**Study questions**
1. In the forum thread, what is the normal use of results in a clinical setting?
2. Summarize the forum thread in two sentences.
3. Reproduce word for word the portion of the forum thread that begins with the words containing "No worries - this" and ends with "searchable, filterable, etc.".

**Passage to read**
Segment Open
Banana · Oct 8, 2010

My apologies - I've missed that point. I have to admit it's very odd that a machine-generated import would not always include header or be at least consistent in the layout. At least you don't have to worry about data entry errors (unless the machine in question was that badly designed!) so Galaxiom's advice is probably the best solution - parse the significant cells in the leftmost column and decide what cell it is, then process it accordingly.

wiklendt · Oct 8, 2010

Banana said:
My apologies - I've missed that point. I have to admit it's very odd that a machine-generated import would not always include header or be at least consistent in the layout. At least you don't have to worry about data entry errors (unless the machine in question was that badly designed!) so Galaxiom's advice is probably the best solution - parse the significant cells in the leftmost column and decide what cell it is, then process it accordingly.

No worries - this is all a little inherently messy. I don't think the machine software was ever intended to be transfered from one source to another. The normal use of results in a clinical setting is to print the report, then ring the doctor/clinician with results. However, we're using it for research and therefore are interested in analysing the data and trends etc, so we want the data a little easier to use, be searchable, filterable, etc.

wiklendt · Oct 19, 2010

Banana said:
My apologies - I've missed that point. I have to admit it's very odd that a machine-generated import would not always include header or be at least consistent in the layout. At least you don't have to worry about data entry errors (unless the machine in question was that badly designed!) so Galaxiom's advice is probably the best solution - parse the significant cells in the leftmost column and decide what cell it is, then process it accordingly.

ok, i've had a go at starting on this and haven't got very far, LOL.
Segment Closed
[Photo-based referring expression data]
Segment Open
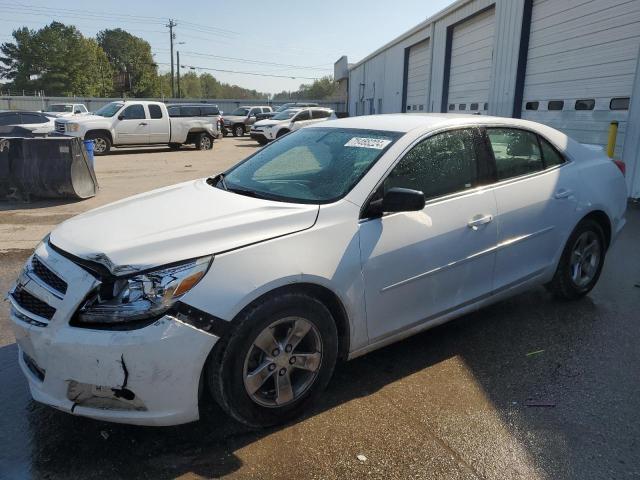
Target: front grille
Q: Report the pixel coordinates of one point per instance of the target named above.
(32, 304)
(47, 276)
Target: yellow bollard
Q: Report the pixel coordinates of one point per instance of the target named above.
(613, 134)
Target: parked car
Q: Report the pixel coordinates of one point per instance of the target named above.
(66, 109)
(282, 108)
(334, 241)
(240, 120)
(35, 122)
(136, 123)
(197, 110)
(288, 121)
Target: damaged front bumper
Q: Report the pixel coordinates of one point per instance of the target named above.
(146, 376)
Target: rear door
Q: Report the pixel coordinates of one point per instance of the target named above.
(537, 204)
(159, 131)
(132, 126)
(419, 266)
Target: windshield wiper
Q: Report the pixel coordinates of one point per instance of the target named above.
(217, 180)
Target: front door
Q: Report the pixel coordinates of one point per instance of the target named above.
(421, 265)
(132, 126)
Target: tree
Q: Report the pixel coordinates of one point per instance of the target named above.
(57, 59)
(131, 57)
(322, 89)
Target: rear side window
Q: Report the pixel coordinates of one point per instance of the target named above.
(316, 114)
(209, 111)
(516, 152)
(134, 112)
(440, 165)
(190, 111)
(10, 119)
(550, 155)
(155, 111)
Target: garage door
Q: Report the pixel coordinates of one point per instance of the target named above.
(418, 73)
(581, 65)
(471, 59)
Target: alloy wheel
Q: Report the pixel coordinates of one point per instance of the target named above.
(585, 258)
(283, 362)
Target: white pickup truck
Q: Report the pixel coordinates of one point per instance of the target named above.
(137, 123)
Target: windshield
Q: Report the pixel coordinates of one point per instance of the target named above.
(311, 165)
(110, 109)
(61, 108)
(241, 112)
(287, 114)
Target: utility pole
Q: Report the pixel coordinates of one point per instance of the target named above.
(172, 36)
(178, 61)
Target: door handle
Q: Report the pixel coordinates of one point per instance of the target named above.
(478, 220)
(563, 193)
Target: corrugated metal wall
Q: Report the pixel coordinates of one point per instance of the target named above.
(600, 44)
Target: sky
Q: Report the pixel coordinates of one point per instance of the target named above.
(283, 38)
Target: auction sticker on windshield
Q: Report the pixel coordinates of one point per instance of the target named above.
(364, 142)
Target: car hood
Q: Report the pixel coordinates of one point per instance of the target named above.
(179, 222)
(233, 118)
(81, 119)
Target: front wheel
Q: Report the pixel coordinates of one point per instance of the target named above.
(581, 262)
(279, 358)
(101, 143)
(238, 131)
(204, 142)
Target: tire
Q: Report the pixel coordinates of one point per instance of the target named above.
(101, 143)
(238, 130)
(232, 364)
(581, 262)
(204, 141)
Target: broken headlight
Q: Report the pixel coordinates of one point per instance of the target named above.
(142, 296)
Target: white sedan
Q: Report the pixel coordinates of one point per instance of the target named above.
(287, 121)
(326, 244)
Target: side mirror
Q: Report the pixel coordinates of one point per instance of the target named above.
(397, 200)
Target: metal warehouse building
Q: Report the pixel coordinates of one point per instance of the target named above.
(571, 64)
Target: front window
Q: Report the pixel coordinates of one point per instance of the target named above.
(312, 165)
(110, 109)
(285, 115)
(240, 112)
(61, 108)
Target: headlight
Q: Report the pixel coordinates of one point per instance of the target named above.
(143, 296)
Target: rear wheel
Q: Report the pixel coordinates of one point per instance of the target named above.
(204, 142)
(279, 358)
(238, 130)
(101, 143)
(581, 262)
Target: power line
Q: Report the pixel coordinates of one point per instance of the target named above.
(293, 77)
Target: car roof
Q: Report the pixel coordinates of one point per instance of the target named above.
(405, 122)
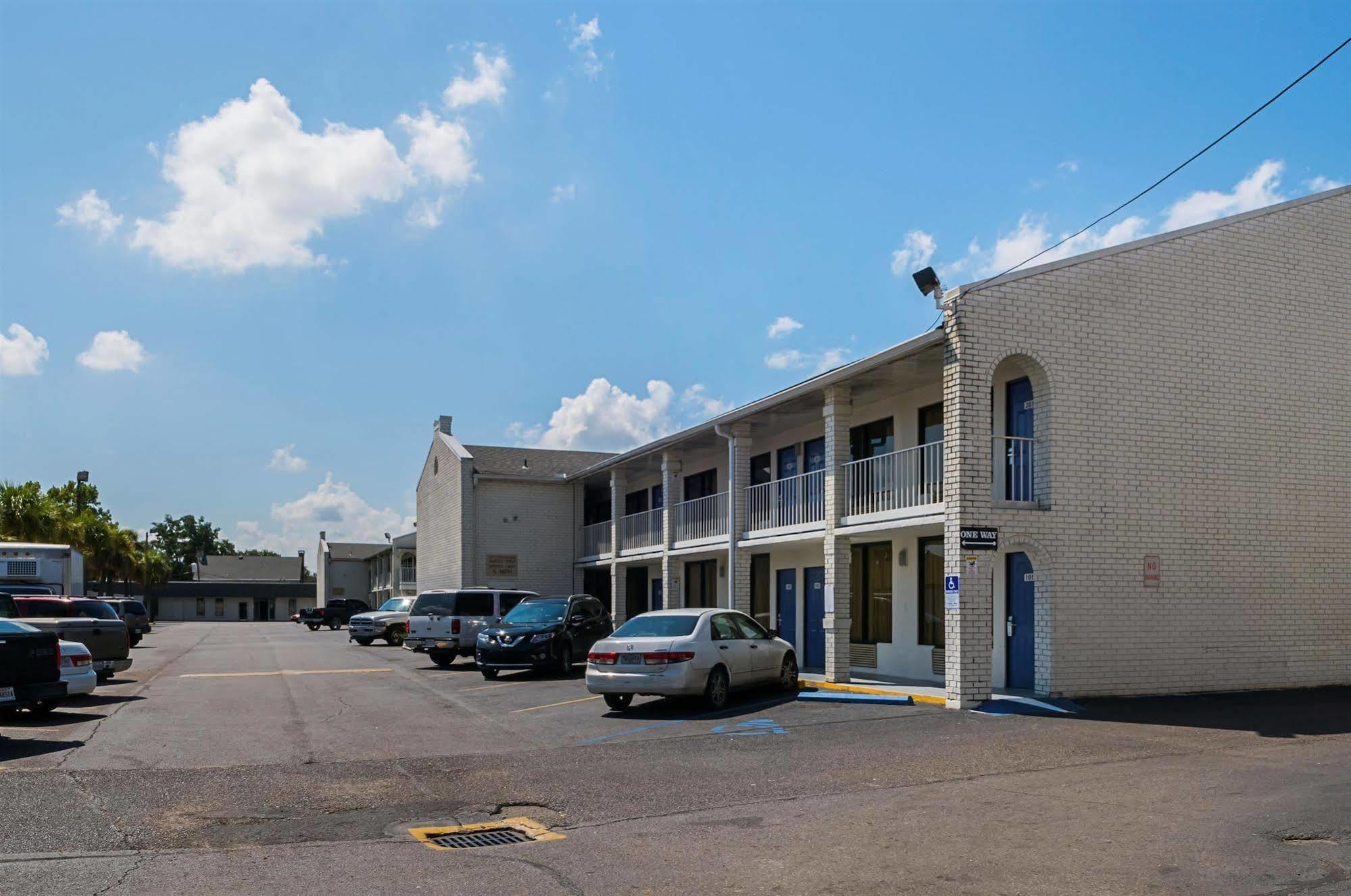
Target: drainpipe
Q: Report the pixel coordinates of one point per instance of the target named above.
(731, 513)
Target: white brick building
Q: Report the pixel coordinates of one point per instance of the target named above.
(1160, 433)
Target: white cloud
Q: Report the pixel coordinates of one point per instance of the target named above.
(255, 187)
(22, 353)
(92, 213)
(331, 507)
(699, 405)
(284, 460)
(488, 86)
(783, 326)
(112, 351)
(583, 44)
(603, 418)
(438, 149)
(915, 253)
(1260, 189)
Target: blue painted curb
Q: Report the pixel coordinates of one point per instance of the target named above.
(839, 697)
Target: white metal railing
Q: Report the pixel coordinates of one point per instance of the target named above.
(596, 540)
(702, 518)
(910, 478)
(788, 502)
(642, 529)
(1019, 467)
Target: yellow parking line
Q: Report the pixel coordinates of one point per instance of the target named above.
(280, 672)
(560, 705)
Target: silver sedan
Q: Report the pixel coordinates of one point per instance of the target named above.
(688, 653)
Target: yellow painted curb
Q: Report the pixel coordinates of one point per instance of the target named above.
(531, 829)
(860, 689)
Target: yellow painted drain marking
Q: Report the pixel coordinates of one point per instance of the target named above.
(560, 705)
(280, 672)
(529, 828)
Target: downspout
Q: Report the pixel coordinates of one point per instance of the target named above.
(731, 514)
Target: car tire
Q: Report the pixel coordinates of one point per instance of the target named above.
(715, 693)
(788, 675)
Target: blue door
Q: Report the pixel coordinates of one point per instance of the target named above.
(785, 601)
(1022, 622)
(814, 613)
(1018, 476)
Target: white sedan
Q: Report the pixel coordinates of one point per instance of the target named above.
(687, 653)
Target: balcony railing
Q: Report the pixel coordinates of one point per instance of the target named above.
(702, 518)
(788, 502)
(910, 478)
(596, 540)
(641, 530)
(1019, 466)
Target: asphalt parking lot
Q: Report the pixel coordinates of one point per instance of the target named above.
(250, 757)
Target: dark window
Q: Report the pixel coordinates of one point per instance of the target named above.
(760, 589)
(469, 603)
(870, 594)
(700, 484)
(872, 440)
(702, 583)
(761, 471)
(931, 593)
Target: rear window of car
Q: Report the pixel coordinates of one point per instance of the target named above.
(657, 628)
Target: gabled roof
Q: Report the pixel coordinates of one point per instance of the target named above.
(234, 568)
(534, 463)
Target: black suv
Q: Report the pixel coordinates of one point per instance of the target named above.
(543, 633)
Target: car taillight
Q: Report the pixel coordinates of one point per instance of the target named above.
(662, 657)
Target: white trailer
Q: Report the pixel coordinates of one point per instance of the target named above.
(57, 567)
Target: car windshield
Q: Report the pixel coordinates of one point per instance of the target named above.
(537, 612)
(93, 610)
(653, 626)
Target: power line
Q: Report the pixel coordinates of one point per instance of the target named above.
(1192, 159)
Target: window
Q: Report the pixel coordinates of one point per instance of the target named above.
(723, 628)
(702, 583)
(761, 472)
(702, 484)
(870, 594)
(931, 593)
(760, 589)
(872, 440)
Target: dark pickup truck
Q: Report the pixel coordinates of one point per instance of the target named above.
(334, 614)
(30, 668)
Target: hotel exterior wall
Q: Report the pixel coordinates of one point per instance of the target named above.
(1200, 410)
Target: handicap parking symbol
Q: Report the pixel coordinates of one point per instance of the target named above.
(752, 728)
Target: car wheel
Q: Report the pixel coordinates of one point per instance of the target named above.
(715, 693)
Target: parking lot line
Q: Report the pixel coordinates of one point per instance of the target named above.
(564, 703)
(280, 672)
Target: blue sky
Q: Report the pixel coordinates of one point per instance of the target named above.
(481, 210)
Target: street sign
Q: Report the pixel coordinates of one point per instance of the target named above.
(981, 539)
(952, 594)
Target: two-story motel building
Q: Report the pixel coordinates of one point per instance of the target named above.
(1135, 463)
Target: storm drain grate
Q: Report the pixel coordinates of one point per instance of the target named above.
(499, 837)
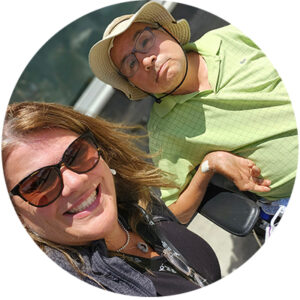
Segment Closed
**Task answers**
1. The report is printed, then the doctor or clinician is phoned with the results.

2. Banana finds it odd that a machine-generated import lacks consistent headers or layout, and recommends Galaxiom's advice to parse the significant cells in the leftmost column and process each one accordingly. wiklendt explains that the machine software was likely never meant for transferring data and that, because the results are used for research, they want the data easier to search and filter, but a later post reports little progress.

3.
No worries - this is all a little inherently messy. I don't think the machine software was ever intended to be transfered from one source to another. The normal use of results in a clinical setting is to print the report, then ring the doctor/clinician with results. However, we're using it for research and therefore are interested in analysing the data and trends etc, so we want the data a little easier to use, be searchable, filterable, etc.